== Source document ==
** Begin **

= English relative words =

Words marking English relative clauses and fused relatives

The English relative words are words in English used to mark a clause, noun phrase or preposition phrase as relative. The central relative words in English include who, whom, whose, which, why, and while, as shown in the following examples, each of which has the relative clause in bold:

- We should celebrate the things which we hold dear.
- I've been studying hard, which explains my good grades.
- I finally met Jordan, who had been away.
- That's the reason why it works.

Most also belong to the set of English interrogative words but function differently as relative words.

The subordinator that is widely regarded as a relative word, though one with different properties from the others. (Note: Huddleston et al do not consider that to be a relative word: "In [the sentence The video that I needed is unobtainable], there is no relative word: that is a subordinator in marker function.")

== Semantics ==
Semantically speaking, relative words typically refer to some antecedent in the containing phrase or clause. For example, who within the teacher of mine who likes apples does not question the identity of a person, but rather refers to "the teacher of mine", which in turn denotes some particular person.

=== Individual words ===

- Who (with whom) primarily refers to persons, although it can also refer to other animate beings. Whose, however, may also refer to non-persons, as in a book whose cover is missing.
- Which is semantically the most flexible, taking a wide range of antecedents, including propositions, as in I've skipped a lot of classes, which is why I flunked. A clear exception is reference to persons, usually ungrammatical as in *They're the people which I know. (Note: This article uses asterisks to indicate ungrammatical examples.) This is not absolute, though, as shown by the example I told her Lee was a friend, which he was. Arguably, this use refers to the person's position or the relation, rather than to the person himself.
- Where refers primarily to locations, but locations broadly conceived, including locations in time (e.g., a time where we have to take that a step forward) and situations (e.g., a situation where we'll need to rethink things).

** End **

== Dataset entries ==
** Begin **

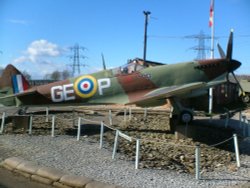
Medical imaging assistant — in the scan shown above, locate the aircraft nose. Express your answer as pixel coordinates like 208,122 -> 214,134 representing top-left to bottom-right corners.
228,60 -> 241,72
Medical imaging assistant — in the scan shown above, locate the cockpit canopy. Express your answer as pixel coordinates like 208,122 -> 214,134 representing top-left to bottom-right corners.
112,58 -> 164,75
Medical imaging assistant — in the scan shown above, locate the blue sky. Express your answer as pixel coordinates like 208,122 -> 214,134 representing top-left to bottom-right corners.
0,0 -> 250,79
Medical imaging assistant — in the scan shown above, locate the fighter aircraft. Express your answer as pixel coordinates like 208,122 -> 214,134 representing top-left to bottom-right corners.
0,31 -> 241,122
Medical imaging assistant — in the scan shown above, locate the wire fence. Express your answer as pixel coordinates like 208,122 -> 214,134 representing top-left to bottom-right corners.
0,110 -> 246,180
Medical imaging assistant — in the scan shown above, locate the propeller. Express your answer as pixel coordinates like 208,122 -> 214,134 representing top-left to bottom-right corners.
217,29 -> 245,96
102,53 -> 106,70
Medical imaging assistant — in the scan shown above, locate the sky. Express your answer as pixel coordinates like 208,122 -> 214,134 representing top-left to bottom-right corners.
0,0 -> 250,79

** End **

== Short exercise 1 ==
Copy everything from "- Who (with" down to "cover is missing." in the article on English relative words, swapping "a book" for "a house".
== Short exercise 2 ==
Using the article on English relative words, mark each statement yes or no and quote the words that decide it. (a) Huddleston et al count that as a relative word. (b) Whose can refer to non-persons. (c) Where refers only to physical places.
== Short exercise 3 ==
Continue the article on English relative words from the point where it stops.
None of the data is needed here.

== Final result 1 ==
- Who (with whom) primarily refers to persons, although it can also refer to other animate beings. Whose, however, may also refer to non-persons, as in a house whose cover is missing.

== Final result 2 ==
(a) No: "Huddleston et al do not consider that to be a relative word"
(b) Yes: "Whose, however, may also refer to non-persons"
(c) No: "locations broadly conceived, including locations in time"

== Final result 3 ==
- When refers primarily to times and situations.
- While refers to a period of time.
- Whence (formal, and somewhat archaic) refers to a place (broadly conceived) and in such sentences as She returned to the house whence she had come has a "from" meaning. Yet examples such as She returned to the house from whence she had come are common. Whither (distinctly archaic) is similar but with a "to" meaning; the contrast with whence is not straightforward in that *to whither is ungrammatical.
- Why refers primarily to reasons.
- As a fused relative, and in some nonstandard English dialects more widely, what is general purpose (other than for persons), and how refers to method.
- More or less archaic and formal compounds of where and a preposition: (Note: The examples below were found via the Corpus of News on the Web (NOW). This list does not exhaust the possibilities. Concatenating yet other prepositions to where and looking up these compounds in the corpora show the recent use of several. However, these tend to be limited to legal use and rare even there. As an example, NOW currently (November 2023) has but a single token of relative wherefor (among numerous tokens of typo-damaged where for, irrelevant to relatives): the eligibility clause in relation to an exemption notification is given strict meaning wherefor the notification has to be interpreted in terms of its language.)
  - Whereafter means "after which" (e.g., At the account anniversary, card purchases will revert to 0.5 per cent cashback, until total card spending reaches £15,000 – whereafter 1 per cent cashback will be earned again).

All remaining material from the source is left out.